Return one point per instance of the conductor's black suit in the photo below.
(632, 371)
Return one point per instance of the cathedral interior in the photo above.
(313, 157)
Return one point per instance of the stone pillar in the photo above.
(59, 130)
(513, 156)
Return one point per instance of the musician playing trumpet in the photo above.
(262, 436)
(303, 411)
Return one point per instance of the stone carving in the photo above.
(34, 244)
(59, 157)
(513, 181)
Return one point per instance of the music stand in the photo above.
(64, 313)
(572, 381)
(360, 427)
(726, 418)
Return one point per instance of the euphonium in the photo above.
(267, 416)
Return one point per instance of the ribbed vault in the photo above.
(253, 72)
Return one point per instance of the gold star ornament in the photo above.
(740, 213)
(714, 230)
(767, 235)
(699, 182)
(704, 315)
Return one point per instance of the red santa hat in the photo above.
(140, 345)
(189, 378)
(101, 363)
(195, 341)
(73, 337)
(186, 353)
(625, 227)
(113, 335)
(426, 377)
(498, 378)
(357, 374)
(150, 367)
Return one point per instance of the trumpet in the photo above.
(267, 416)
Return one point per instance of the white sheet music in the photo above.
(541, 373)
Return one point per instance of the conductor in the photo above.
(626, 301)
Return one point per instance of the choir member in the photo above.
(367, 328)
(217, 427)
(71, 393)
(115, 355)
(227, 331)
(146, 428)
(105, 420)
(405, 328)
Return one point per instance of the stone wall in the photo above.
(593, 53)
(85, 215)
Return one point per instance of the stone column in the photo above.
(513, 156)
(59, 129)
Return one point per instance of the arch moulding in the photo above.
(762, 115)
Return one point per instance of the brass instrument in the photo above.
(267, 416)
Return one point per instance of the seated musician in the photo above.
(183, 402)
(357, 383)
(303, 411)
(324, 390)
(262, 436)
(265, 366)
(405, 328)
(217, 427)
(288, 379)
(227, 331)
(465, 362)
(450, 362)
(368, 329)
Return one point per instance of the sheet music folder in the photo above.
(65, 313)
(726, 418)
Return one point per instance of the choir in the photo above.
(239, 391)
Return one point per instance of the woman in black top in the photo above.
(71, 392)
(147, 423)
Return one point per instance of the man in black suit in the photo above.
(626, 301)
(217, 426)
-=-=-
KURZE AUFGABE
Schreibe die Zeilen oben von der Zeile, die „Return one point per instance of the woman“ enthält, bis zum Ende der Datensätze unverändert ab, wobei beide Enden eingeschlossen sind.

LÖSUNG DER AUFGABE
Return one point per instance of the woman in black top in the photo above.
(71, 392)
(147, 423)
Return one point per instance of the man in black suit in the photo above.
(626, 301)
(217, 426)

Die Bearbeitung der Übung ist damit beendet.